• _EXCERPT_:
◆ ◆ ◆ ◆

Recently, researchers investigating inflammatory bowel disease (IBD) at The Children’s Hospital of Philadelphia led an international collaboration of researchers to discover multiple gene variants responsible for developing early-onset and adult-onset IBD. And Robert Baldassano, MD, director of the Hospital’s Center for Pediatric IBD, says this discovery provides significant insight into the pathogenic mechanism mediating early-onset IBD.

Figuring out how IBD works, what causes it and, perhaps most crucially to current patients, how to better treat it, has proven to be a monumental research project. And as physicians’ understanding of the genetic underpinnings of IBD improves, a more personalized approach to treatment comes closer to reality. Once the underlying genetics are understood, Baldassano says, treatment could be tailored to a patient’s particular variant of IBD, increasing effectiveness and decreasing unnecessary side effects.

◆ ◆ ◆ ◆

(Data lines)
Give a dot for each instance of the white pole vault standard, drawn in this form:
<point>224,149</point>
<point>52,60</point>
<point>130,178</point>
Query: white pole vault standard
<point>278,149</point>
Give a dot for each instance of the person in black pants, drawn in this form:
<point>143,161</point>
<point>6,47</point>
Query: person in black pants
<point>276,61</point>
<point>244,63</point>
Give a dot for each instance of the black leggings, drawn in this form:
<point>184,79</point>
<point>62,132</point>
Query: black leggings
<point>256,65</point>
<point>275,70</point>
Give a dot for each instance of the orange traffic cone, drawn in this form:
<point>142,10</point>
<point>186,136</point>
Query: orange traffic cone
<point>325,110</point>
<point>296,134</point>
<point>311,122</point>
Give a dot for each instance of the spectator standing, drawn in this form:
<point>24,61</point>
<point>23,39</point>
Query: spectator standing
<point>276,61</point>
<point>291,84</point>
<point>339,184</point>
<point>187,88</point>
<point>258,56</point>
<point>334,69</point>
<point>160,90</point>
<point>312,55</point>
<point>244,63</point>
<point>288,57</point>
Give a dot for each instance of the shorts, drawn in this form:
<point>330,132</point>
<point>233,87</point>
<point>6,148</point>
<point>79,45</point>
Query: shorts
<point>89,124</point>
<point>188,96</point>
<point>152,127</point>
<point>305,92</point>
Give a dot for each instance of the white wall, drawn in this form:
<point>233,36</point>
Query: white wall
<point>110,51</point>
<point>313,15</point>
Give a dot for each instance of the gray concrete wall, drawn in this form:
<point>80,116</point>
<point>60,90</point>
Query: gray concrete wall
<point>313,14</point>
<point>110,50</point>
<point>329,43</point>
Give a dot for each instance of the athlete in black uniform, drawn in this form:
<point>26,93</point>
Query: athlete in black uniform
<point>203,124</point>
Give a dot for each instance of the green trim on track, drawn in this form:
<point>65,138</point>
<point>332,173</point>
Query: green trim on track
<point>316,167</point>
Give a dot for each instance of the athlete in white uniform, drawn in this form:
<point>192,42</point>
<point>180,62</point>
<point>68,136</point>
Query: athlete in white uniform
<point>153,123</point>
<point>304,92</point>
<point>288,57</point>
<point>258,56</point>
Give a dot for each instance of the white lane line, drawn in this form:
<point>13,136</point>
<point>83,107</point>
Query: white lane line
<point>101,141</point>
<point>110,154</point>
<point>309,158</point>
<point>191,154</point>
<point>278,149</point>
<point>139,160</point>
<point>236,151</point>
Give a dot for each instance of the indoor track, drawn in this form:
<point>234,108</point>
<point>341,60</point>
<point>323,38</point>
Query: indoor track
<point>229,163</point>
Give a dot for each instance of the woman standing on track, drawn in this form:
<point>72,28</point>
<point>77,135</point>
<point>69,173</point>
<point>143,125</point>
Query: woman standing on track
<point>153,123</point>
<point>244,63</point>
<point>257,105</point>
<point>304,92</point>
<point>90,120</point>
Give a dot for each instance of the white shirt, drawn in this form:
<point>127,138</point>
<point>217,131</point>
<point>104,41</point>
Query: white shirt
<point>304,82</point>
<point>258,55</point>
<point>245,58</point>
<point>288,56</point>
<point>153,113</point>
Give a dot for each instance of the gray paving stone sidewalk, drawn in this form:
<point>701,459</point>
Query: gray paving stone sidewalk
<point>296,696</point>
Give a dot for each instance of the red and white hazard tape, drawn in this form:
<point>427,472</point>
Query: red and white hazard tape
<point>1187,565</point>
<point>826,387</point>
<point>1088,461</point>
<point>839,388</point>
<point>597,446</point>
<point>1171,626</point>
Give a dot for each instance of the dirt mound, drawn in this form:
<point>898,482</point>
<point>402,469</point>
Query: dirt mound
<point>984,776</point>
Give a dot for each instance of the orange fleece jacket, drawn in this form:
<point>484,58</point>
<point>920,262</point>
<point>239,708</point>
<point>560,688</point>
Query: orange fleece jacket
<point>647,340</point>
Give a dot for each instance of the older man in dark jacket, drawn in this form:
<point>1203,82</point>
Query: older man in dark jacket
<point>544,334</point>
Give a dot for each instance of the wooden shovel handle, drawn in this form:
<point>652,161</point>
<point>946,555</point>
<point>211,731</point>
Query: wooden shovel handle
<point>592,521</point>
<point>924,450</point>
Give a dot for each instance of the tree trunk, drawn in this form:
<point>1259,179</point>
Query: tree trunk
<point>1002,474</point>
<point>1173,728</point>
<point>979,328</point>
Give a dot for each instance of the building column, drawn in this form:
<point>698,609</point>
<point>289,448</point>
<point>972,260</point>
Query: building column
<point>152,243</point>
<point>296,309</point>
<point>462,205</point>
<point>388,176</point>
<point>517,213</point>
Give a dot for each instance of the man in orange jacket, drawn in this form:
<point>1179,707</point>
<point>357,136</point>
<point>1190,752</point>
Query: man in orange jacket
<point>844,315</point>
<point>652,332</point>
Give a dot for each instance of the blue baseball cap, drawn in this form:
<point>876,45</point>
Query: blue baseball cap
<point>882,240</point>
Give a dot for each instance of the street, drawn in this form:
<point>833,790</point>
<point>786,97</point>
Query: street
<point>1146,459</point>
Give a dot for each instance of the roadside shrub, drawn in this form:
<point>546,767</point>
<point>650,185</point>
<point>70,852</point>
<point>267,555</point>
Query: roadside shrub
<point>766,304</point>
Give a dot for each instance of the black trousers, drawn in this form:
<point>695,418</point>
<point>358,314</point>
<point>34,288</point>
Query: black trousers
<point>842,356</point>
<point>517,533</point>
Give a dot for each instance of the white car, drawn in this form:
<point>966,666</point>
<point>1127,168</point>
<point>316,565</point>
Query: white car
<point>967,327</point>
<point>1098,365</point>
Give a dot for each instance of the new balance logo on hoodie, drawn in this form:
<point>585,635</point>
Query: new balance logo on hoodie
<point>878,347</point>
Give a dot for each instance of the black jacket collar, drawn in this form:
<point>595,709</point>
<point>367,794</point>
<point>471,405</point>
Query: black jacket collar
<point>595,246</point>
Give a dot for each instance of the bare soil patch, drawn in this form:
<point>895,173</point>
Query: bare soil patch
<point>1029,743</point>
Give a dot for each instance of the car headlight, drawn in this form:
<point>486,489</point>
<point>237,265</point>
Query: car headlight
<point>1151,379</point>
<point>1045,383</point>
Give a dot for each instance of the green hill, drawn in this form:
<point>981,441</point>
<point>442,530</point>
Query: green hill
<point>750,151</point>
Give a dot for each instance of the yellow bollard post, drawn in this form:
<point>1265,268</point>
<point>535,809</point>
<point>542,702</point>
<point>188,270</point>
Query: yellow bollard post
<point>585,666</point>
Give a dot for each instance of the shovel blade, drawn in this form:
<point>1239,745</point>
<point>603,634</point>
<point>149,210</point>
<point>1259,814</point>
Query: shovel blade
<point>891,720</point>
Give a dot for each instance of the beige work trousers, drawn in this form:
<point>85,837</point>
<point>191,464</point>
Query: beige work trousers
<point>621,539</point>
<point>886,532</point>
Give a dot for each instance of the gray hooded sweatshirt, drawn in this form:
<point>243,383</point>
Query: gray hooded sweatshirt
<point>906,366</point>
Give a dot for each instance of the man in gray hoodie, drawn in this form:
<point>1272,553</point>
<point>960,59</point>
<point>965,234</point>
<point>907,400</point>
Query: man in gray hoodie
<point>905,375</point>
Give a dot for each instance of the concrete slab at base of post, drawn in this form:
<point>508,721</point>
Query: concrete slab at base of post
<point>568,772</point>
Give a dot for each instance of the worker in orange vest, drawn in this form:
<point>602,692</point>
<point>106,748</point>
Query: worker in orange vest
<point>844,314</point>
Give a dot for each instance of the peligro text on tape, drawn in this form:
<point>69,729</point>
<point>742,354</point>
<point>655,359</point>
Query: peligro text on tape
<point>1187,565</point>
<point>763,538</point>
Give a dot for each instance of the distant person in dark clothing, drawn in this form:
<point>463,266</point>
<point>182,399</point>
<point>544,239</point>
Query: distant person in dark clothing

◆ ◆ ◆ ◆

Please pick up the passage on inflammatory bowel disease research above and continue it from its last sentence.

A genetic puzzle

But as CHOP researchers learn more about genes involved in IBD, they are also beginning to see that the disease is even more complex than first understood. Not only is the sheer volume of relevant gene variants high, it appears that some interrelate with other conditions.

Researchers at CHOP’s Center for Applied Genomics (CAG) published a study showing four genes are involved in both Crohn’s disease and type 1 diabetes, but with opposite effects, making Crohn’s less likely but type 1 diabetes more so.

“This finding shows the genetic architecture of these diseases is more complex than previously thought,” says study leader Hakon Hakonarson, MD, PhD, director of CAG at CHOP. “We knew that multiple genes that interact with each other and with environmental factors are needed to bring on these complex diseases, and we are still detecting these genes and uncovering those interactions. But we now see that some genes influence more than one disease, and sometimes in the opposite direction.”

While the research has not immediately translated into new treatments, discoveries from genomics and IBD researchers at CHOP are garnering significant attention in the medical field, illustrating their importance in laying a foundation for improved care in the future.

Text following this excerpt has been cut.